READING PASSAGE -
::::
From choosing your friends carefully to always looking at the funny side of things, accredited life coach Rosemarie Wilson shares her expert advice on how to live stress free

In a situation that will sound familiar to many Parkinson’s patients, the bottom fell out of my world, or so I thought, after I was diagnosed with multiple sclerosis (MS) 13 years ago.

Parkinson’s disease and MS are both diseases of the central nervous system. Yet, when I was diagnosed I knew very little about MS and my only thoughts at the time were that I would inevitably become disabled and end up in a wheelchair. So, I carried out a lot of research and one thing that consistently surfaced was that symptoms of MS are exacerbated by stress. Over time I noticed that my symptoms were more prominent during times of stress. In fact, stress affects the body’s ability to fight any disease.

But how do you reduce the amount of stress in your life when you’re living with a chronic condition like Parkinson’s? I began to make changes to my life and today I am the fittest and healthiest I have ever been. Here are my 9 simple steps to help you on your way to a stress-free life.

1. Positive Mantra

Create your very own positive mantra for your mind, something meaningful and unique to you. It should take you to a place of mindful peace and calm, where you can go and be uplifted at any time, particularly when you sense any feelings of negativity or stress.

2. Choose positivity

It may seem obvious, but surround yourself with positive people or those who bring positive messages into your life. For those who bring negativity and ego, elect to steer clear of them. For those whom you are unable to avoid, spend a minimum amount of time with them, it might sound harsh but it is important.

3. Managing stressful situations

If there is a potentially stressful situation on the radar, gauge what is in your control. If it is in your control, take action to alleviate or remove any stress. If the situation is out of your control, anticipate letting go of any stress without a second thought. Meditation and visualisation of the outcome that you want is also powerful for creating a sense of peace and calm.

Rosemarie Wilson horse riding

4. Practice an ‘attitude of gratitude’

It can be easy to forget all the wonderful things that we do have to be grateful for especially when we are not feeling physically optimal. Maintaining a positive attitude will soon become second nature. Being thankful for all the wonderful things you do have in your life supports a positive state of mind. Practice – what I like to call – an attitude of gratitude.

5. Know your boundaries

Start to recognise the impact and detrimental effect that negative emotions such as anger and frustration have on your mind, body and your environment, including those around you. If someone steps beyond your boundaries, indeed make a stand for yourself but try to do it graciously so as not to provide more negative energy to these already negative emotions.

6. Practice an open mind

As cliché as it may sound, I always seek the positive. If something happens that is negative, I look for what can I learn. If I am unable to grasp the immediate learning I park it and think perhaps it was not my learning, or maybe one day the lesson will become clear to me and then I move on. Take the time to really explore your thinking and mindset, which ultimately leads to your behaviour and actions. The way we think directs the way we behave.

Rosemarie Wilson tackling a mountain

7. Keep moving

I practice the principle of movement through exercise and I absolutely love outdoor running for my mind, body and soul. I know that not all patients are able to carry out regular tasks or exercise but we can all try daily to do something.

8. Develop your sense of humour

There is humour to be found in almost anything. This requires cultivating an open and playful mind, as long as it is not at the expense of others have fun practicing.

9. We have a choice

While we cannot control all of life’s stresses, what we can control is how we react.
::::
INSTRUCTIONS TO FOLLOW - Retype the section of the article on living stress free that opens with the words "Start to recognise" and closes with "already negative emotions.".

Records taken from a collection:
::::
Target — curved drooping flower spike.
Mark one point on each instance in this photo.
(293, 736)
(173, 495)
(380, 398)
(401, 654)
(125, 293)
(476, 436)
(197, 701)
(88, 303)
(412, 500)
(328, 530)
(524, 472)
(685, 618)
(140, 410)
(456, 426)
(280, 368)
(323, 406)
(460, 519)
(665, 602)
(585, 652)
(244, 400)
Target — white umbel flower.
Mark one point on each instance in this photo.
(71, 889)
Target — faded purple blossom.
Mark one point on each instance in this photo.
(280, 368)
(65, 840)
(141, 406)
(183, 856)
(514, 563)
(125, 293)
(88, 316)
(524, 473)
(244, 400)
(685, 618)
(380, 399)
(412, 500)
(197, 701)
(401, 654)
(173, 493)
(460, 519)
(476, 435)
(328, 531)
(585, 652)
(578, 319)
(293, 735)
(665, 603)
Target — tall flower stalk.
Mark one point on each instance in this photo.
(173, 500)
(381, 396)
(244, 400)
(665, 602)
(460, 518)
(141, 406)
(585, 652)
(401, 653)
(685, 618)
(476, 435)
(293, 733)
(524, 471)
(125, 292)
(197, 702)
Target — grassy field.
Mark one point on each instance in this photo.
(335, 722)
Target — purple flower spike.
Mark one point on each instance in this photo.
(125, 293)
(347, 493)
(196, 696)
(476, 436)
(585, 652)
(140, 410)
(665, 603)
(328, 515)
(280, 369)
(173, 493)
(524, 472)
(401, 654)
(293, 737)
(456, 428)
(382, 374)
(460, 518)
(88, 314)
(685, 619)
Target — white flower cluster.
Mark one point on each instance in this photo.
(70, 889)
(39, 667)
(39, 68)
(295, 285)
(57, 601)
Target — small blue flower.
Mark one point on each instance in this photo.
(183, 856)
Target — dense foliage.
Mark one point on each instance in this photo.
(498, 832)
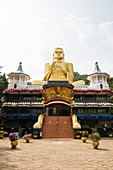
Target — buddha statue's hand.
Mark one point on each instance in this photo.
(53, 66)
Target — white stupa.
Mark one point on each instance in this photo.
(98, 79)
(18, 79)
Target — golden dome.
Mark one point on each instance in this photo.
(78, 83)
(38, 82)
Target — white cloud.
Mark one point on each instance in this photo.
(106, 32)
(83, 27)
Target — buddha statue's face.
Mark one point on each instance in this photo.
(58, 54)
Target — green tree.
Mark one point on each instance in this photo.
(110, 82)
(83, 77)
(3, 82)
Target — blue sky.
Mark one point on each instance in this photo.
(31, 29)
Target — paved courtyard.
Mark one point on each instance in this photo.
(56, 155)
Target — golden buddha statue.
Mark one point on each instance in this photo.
(59, 70)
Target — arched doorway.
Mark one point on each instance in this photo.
(57, 120)
(58, 109)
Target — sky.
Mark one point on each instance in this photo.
(30, 30)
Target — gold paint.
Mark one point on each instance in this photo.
::::
WRITTEN SOLUTION -
Start to recognise the impact and detrimental effect that negative emotions such as anger and frustration have on your mind, body and your environment, including those around you. If someone steps beyond your boundaries, indeed make a stand for yourself but try to do it graciously so as not to provide more negative energy to these already negative emotions.